Description of the task: Return each line of the entries below verbatim, leaving out the pictures.

==== Entries provided

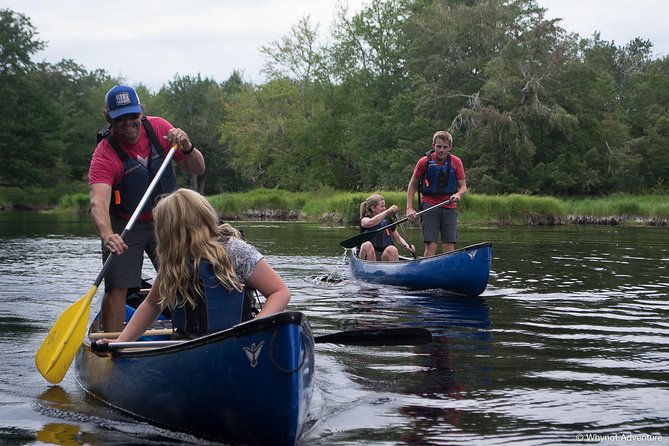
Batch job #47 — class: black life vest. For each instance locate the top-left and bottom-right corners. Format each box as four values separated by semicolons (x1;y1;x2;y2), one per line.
102;116;177;215
419;150;458;195
172;260;257;337
360;218;395;252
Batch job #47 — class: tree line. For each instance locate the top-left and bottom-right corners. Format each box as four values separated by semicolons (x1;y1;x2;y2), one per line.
0;0;669;196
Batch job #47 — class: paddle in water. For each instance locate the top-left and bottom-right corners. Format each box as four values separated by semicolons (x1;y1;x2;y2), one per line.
35;146;176;384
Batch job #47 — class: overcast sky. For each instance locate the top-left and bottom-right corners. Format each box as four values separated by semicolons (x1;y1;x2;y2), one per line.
5;0;669;90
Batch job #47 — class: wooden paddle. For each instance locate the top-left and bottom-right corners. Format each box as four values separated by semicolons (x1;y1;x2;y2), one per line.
91;328;432;352
35;146;176;384
339;198;453;248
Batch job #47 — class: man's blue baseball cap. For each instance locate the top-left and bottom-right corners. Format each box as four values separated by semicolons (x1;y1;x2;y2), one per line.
105;85;142;119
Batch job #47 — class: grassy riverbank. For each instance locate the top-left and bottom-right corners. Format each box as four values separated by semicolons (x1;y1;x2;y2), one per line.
0;189;669;226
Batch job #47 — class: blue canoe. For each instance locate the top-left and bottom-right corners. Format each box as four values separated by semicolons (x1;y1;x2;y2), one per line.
75;311;314;445
348;243;492;296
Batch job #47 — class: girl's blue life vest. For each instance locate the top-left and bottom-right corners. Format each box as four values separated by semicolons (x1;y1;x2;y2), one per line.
172;260;257;337
105;116;177;215
360;218;395;252
419;150;458;195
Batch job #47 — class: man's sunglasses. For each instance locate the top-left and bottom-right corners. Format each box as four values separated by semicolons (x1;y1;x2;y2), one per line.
114;113;139;122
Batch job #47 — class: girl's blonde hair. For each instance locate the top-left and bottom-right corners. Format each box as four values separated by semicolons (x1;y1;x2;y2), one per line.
360;194;385;218
153;189;242;309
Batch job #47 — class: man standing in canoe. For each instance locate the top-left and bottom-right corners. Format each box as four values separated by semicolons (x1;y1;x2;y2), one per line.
88;85;205;331
407;131;467;257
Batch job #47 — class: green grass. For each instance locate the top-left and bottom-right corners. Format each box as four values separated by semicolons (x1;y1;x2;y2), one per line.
6;188;669;225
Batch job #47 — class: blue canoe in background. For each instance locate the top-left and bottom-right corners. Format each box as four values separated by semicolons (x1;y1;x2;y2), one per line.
348;243;492;296
75;311;314;446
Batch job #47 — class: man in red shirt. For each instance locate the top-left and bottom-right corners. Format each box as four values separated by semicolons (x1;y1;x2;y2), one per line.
88;85;205;332
407;131;467;257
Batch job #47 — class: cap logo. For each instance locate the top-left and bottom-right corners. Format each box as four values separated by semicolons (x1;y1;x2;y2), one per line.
115;91;132;107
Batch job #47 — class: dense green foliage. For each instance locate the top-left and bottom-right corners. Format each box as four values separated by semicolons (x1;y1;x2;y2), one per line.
0;0;669;200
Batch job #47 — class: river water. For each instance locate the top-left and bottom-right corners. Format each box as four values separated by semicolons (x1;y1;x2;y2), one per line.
0;213;669;445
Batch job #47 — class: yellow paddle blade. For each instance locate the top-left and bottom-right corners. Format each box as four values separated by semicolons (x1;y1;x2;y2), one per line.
35;285;98;384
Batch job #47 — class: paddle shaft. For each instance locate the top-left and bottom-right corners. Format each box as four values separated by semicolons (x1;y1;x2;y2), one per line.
339;198;453;248
93;146;176;288
35;145;176;384
88;328;174;340
99;327;432;351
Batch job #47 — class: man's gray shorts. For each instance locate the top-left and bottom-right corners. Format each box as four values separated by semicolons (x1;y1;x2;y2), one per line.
102;216;158;291
420;208;458;243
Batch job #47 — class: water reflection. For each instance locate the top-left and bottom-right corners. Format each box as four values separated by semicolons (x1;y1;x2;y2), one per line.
0;219;669;445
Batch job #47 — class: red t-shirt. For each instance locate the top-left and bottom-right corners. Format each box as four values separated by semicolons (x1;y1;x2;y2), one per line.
413;153;465;208
88;116;184;221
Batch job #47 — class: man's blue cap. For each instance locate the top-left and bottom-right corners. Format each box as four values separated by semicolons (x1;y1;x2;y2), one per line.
105;85;142;119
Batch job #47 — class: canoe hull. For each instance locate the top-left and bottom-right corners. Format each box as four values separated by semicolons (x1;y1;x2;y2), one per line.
348;243;492;296
76;312;314;445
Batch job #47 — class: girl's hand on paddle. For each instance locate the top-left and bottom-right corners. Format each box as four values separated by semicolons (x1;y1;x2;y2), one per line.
102;234;128;255
91;338;109;358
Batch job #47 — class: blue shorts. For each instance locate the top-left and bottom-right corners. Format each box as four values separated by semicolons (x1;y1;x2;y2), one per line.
102;215;158;291
420;208;458;243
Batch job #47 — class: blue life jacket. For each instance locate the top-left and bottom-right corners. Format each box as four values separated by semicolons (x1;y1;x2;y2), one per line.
419;150;458;195
360;218;395;252
105;116;177;215
172;260;253;336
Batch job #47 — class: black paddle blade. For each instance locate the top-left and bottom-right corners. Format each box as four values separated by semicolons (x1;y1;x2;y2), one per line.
314;328;432;345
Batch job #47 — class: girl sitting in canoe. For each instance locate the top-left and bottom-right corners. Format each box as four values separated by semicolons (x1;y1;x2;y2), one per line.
358;194;416;262
98;189;290;344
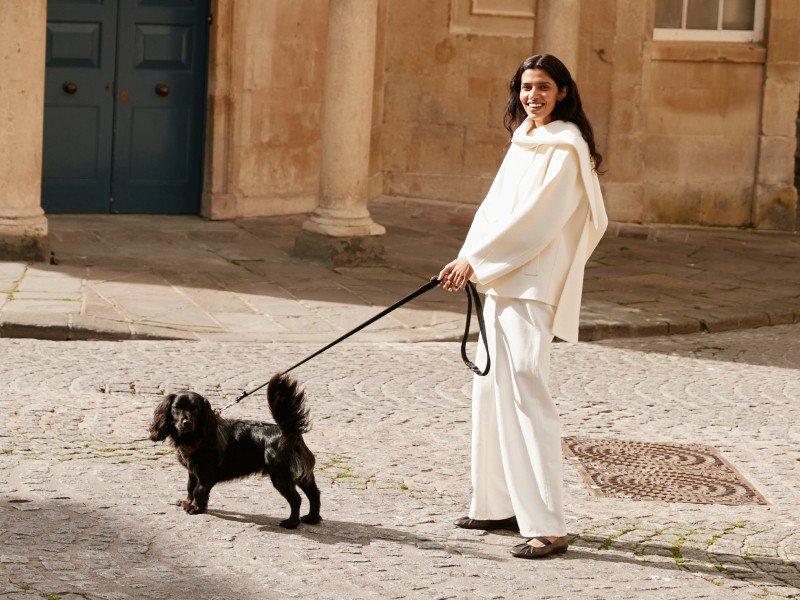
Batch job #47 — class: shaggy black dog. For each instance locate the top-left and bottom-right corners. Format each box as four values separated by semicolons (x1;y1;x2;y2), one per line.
150;375;322;529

========

Answer to the task:
Batch job #47 — class: black life vest. For each instance locate the top-left and bottom-right corners. Format each box as four values separated by semicolons (x1;y1;x2;y2), one per line.
102;116;177;215
419;150;458;195
172;260;257;337
360;218;395;252
Batch job #47 — class: tree line. For each instance locate the top-left and bottom-right corners. Format each box as four values separated by semicolons (x1;y1;x2;y2), one per line.
0;0;669;196
Batch job #47 — class: paddle in water. For each instance locate the top-left and bottom-right corners. Format each box as four values separated by semicolons (x1;y1;x2;y2), one per line.
35;146;176;384
Batch job #47 — class: overcast sky. For each instance locate the top-left and bottom-right corners. Format each box as four values separated by semicolons (x1;y1;x2;y2), one per line.
5;0;669;90
Batch job #47 — class: wooden paddle. For each instance locate the top-left and bottom-right corners. Format each box as four values separated by semicolons (x1;y1;x2;y2), one per line.
91;328;432;352
35;146;176;384
339;198;453;248
Batch job #47 — class: man's blue baseball cap. For each instance locate the top-left and bottom-right corners. Format each box as four values separated by semicolons (x1;y1;x2;y2), one per line.
105;85;142;119
Batch job #47 — class: grassy riverbank. For each instance locate the top-left and bottom-right corners. Format each box as four values separated by semicolons (x1;y1;x2;y2), one per line.
0;189;669;226
Batch job #47 — class: blue canoe. For each instance locate the top-left and bottom-right corners. Format each box as four values separated by semicolons (x1;y1;x2;y2), one per line.
75;311;314;445
348;243;492;296
Batch job #47 — class: girl's blue life vest. For each instance locate the top-left and bottom-right corners. Format each box as four values separated by semicolons (x1;y1;x2;y2), one per line.
172;260;257;337
105;116;177;215
360;218;395;252
419;150;458;195
Batch job #47 — class: man's sunglasses. For each instance locate the top-left and bottom-right corners. Format each box as four values separated by semicolons (x1;y1;x2;y2), one per line.
114;113;139;122
Batch job #47 — class: girl's blonde hair. For each instance locate the top-left and bottom-right corners. Format each box as four values separated by semicolons (x1;y1;x2;y2), one per line.
360;194;385;218
153;189;242;309
Batch job #47 — class: man standing in canoe. For each instance locate the top-left and bottom-right corners. Format each box as four values separated by semicolons (x1;y1;x2;y2), one per line.
88;85;205;331
407;131;467;257
Batch job #47 — class: green grass. For each instance locate the top-left and bottom-right corners. Format each box as four values separated by semicolons (x1;y1;x2;y2), one per line.
6;188;669;225
Batch job #47 — class: blue canoe in background. For each instance locate the top-left and bottom-right corners. Format each box as four values separated by semicolons (x1;y1;x2;y2), one per line.
348;243;492;296
75;311;314;446
Batch job #47 — class: man in red shirt. For each instance locate the top-left and bottom-right corners. Format each box as four values separated by semicolons (x1;y1;x2;y2), one per line.
88;85;205;332
407;131;467;257
Batch job #47 — class: cap logo. For each instance locate the top-left and bottom-right corners. Format each box as four values separated by semicolons (x1;y1;x2;y2), one per line.
115;91;132;107
Batch job #47 — class: dense green foliage. For each instance locate the top-left and bottom-right corners. Format each box as four values separated by semicolons (x1;y1;x2;y2), one per line.
0;0;669;200
Batch job #47 — class: river water. For each instance locate the top-left and bottom-right corners. Format each box as four values separated by semicolons (x1;y1;x2;y2), one per line.
0;213;669;445
Batch job #47 — class: yellow paddle blade. For each instance locate the top-left and bottom-right corners. Format each box as four values separated by semicolons (x1;y1;x2;y2), one per line.
35;285;98;384
Batch job #47 — class: paddle shaft. For each instance locate the top-left and bottom-right corners. Format each box as four values separated by semicolons (x1;y1;x2;y2), one per line.
339;198;453;248
93;146;176;288
35;145;176;384
88;328;174;340
99;327;432;351
Batch job #47 — class: man's gray shorts. For each instance locate the top-left and bottom-right corners. Format each box as four values separated by semicolons (x1;y1;x2;y2), one per line.
102;216;158;291
420;208;458;243
Batch job #47 — class: water reflection. For each instance locate the top-left and bottom-right corners. Format each box as four values separated by semicolons (x1;y1;x2;y2), one per line.
0;219;669;445
Batch job #47 — class: red t-shirt. For each instance locate the top-left and bottom-right corners. Format each box as four values separated by semicolons (x1;y1;x2;y2), one per line.
413;153;465;208
88;116;184;221
Batch job #47 — class: man's blue cap. For each instance locate the top-left and bottom-right corners. Format each box as four values separated by semicolons (x1;y1;x2;y2), one per line.
105;85;142;119
Batch job #47 — class: canoe hull. For each instance locate the top-left and bottom-right corners. Format each box as four values separated by semicolons (x1;y1;x2;y2), one per line.
348;243;492;296
76;312;314;445
Batch job #47 — class: girl's hand on paddle. For each instance locate the top-left and bottom-right corners. Format each box as four values separated by semicolons (x1;y1;x2;y2), one per line.
102;234;128;255
91;338;109;358
Batch job #47 — class: blue shorts. For each instance locate the top-left and bottom-right corners. Format each box as four values separated by semicolons (x1;y1;x2;y2), one per line.
102;215;158;291
420;208;458;243
Batch job #47 — class: blue life jacket. For each instance locate the top-left and bottom-right corners. Format each box as four values separated by semicolons (x1;y1;x2;y2), one per line.
419;150;458;195
360;218;395;252
105;116;177;215
172;260;253;336
Batch job #47 — class: black paddle blade. For each instance locate the top-left and bottom-right corners. Format each box as four values separated by semicolons (x1;y1;x2;y2), one per line.
314;328;432;345
Batch job #47 — class: girl sitting in canoe. For each instance locate the top-left and bottom-right corners. Format each box as four values separated by semicolons (x1;y1;x2;y2), one per line.
358;194;416;262
98;189;290;344
Batch job #47 — class: shaggy black dog. For each instance locate the top-left and bottom-right corners. Format each box as four values separated by semicolons (x1;y1;x2;y2), one per line.
150;375;322;529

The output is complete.